BEGIN EXCERPT TO READ
One of the main reasons to move to the cloud is the promise of a decreasing Total Cost of Ownership. But the calculation of the TCO (IaaS) is not always easy to do. Luckily some cloud-providers provide also the so-called TCO-calculators for comparising the TCO of your IT on-premise with the Cloud-solutions. I was already aware of Amazon’s AWS TCO calculator, but it came to my attention that Oracle has got on too. This post is about a small test to show some differences.
Let’s assume we own a company and our subject of attention is 4 outdated servers, with 2 quad core cpu’s each, and we want to know if there’s a business case to go to the cloud. And I will keep in mind I’m using TCO calculators from providers… 🙂
Start filling in the numbers, at first with the AWS’s TCO calculator. Default it is in ‘basic’ mode, with an option to go ‘advanced’. Used the basic mode for this purpose with default metrics. In the advanced mode you are able to finetune, adapting the figures to fit your own situation.
TCO Cloud calculator AWS
That’s quite an easy exercise. That’s it. The result at AWS:
But the total amount of server-costs seems quite high. About 40k per year. This can’t be right, can it?
An overview-look at the most interesting component, the server on-premises component:
A lot of Overhead has been calculated. Under the button ‘Calculations’ a more detailed story of this overhead:
Ok. Let’s take a look at Oracle.
END EXCERPT TO READ
BEGIN DATA LISTING
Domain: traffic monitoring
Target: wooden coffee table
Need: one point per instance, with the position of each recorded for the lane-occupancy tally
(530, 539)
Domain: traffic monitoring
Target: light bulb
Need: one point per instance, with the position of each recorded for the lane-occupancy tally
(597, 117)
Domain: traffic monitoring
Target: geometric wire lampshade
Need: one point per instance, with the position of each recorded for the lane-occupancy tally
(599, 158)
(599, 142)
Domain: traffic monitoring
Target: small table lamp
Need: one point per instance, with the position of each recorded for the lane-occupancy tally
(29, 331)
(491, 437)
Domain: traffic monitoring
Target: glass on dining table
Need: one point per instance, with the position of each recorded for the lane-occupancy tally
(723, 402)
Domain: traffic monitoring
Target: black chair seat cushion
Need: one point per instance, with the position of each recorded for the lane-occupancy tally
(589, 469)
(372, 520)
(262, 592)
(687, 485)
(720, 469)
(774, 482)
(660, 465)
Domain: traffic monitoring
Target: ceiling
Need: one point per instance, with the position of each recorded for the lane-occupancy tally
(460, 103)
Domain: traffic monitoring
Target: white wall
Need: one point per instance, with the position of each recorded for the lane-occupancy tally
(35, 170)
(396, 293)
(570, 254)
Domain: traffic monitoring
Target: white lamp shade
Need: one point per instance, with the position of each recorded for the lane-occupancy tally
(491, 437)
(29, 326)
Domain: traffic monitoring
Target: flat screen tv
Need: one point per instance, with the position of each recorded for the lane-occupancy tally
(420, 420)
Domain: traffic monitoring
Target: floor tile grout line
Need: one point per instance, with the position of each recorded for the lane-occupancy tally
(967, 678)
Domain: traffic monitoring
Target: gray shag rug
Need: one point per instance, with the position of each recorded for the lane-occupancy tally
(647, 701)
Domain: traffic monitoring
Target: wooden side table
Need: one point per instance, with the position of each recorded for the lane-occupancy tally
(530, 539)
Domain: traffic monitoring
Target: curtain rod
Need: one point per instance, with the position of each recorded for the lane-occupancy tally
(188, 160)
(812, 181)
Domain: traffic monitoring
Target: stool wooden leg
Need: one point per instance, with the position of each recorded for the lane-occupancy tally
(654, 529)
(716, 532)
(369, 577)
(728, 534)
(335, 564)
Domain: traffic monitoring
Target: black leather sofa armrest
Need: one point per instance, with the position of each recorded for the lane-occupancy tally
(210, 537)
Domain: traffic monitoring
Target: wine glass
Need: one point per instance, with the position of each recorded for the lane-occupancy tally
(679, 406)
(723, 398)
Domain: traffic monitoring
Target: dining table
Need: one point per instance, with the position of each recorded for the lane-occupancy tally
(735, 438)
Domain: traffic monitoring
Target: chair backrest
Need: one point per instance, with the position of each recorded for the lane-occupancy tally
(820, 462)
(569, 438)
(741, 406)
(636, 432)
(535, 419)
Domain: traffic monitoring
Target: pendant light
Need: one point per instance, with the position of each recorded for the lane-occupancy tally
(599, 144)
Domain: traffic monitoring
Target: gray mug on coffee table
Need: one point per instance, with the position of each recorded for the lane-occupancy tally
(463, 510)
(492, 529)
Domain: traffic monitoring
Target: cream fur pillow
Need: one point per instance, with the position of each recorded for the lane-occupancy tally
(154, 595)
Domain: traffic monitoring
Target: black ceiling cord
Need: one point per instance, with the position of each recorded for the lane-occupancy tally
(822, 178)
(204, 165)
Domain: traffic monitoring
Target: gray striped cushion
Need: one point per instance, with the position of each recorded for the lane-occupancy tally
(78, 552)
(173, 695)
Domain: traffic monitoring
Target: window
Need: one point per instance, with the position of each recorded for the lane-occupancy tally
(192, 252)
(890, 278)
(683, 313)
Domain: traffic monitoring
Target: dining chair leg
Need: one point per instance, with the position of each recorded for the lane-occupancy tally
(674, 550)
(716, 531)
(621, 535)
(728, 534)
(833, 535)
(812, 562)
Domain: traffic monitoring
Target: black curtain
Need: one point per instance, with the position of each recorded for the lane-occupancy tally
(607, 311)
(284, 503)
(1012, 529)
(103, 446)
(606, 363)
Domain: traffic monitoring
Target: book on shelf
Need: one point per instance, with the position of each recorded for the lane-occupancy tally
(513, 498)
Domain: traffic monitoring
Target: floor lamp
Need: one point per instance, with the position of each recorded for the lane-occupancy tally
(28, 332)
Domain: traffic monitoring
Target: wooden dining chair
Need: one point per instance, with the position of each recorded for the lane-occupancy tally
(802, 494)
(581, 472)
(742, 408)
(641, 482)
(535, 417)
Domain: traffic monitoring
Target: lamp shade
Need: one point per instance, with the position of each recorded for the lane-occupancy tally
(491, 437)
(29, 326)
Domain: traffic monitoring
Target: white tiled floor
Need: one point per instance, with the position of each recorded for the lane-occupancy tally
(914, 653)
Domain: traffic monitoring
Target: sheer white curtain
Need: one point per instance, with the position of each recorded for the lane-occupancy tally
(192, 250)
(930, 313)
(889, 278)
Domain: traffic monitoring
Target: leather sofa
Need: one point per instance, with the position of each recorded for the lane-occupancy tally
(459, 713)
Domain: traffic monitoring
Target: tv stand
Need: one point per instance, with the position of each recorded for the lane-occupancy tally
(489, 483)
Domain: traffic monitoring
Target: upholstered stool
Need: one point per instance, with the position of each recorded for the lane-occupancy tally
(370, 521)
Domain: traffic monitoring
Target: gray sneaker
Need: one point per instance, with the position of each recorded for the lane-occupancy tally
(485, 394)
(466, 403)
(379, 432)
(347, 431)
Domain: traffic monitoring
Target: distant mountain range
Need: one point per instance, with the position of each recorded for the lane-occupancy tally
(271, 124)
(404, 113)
END DATA LISTING
SHORT PROBLEM 1: Say whether each statement agrees with the post on cloud TCO calculators, answering yes or no and quoting the words that decide it: (a) each of the servers in the example has two quad core CPUs; (b) the AWS calculator opens in advanced mode by default; (c) the server costs shown come to about 40k per year.
SHORT PROBLEM 2: Carry on the post on cloud TCO calculators, picking up right after its last sentence.
The records have nothing to do with what's asked here.

FINAL RESULT 1:
(a) Yes: "4 outdated servers, with 2 quad core cpu’s each"
(b) No: "Default it is in ‘basic’ mode, with an option to go ‘advanced’."
(c) Yes: "About 40k per year."

FINAL RESULT 2:
TCO Cloud calculator Oracle
Let’s run the same test with Oracle’s TCO calculator. Here you must first take a decision .
A bit confusing for me, does it differ what to choose?
Clicked two of them: ‘Migrating your Data Center’ and ‘Lifting and Shifting Infrastructure Operations’. The only difference I could detect is slightly increased storage costs when chosing for ‘Migrating Your Data Center’.
Quite a different start anyhow.
No need to fill in the number of cores here….
Next step, storage 1 TB
Next step, default network requirements:
Next step, what kind of service:
Next step, what kind of storage service:
Next step, what kind of networking service:
Next step, the result:
This seems a lot cheaper, at least on-premises. Big difference: the costly part here is IT Labor instead of Overhead / Facilities at on-premises:
Offered Cloud solutions
A big difference what you get in the cloud: at Oracle we get one instance with 6 OCPU for our 4 servers with in total 32 cores:
And with AWS we get 4 instances with 32 virtual CPU’s:
This makes it very difficult to compare the two methodologies for me, and even harder to judge.
Examples
I ran another test with 1 server. So now we have two cases to compare.
Case | Virtual? | #servers | #cpu/server | #cores/cpu |
1 | No | 4 | 2 | 4 |
2 | No | 1 | 2 | 4 |
What is the outcome per case ?
AWS TCO Calculator (basic)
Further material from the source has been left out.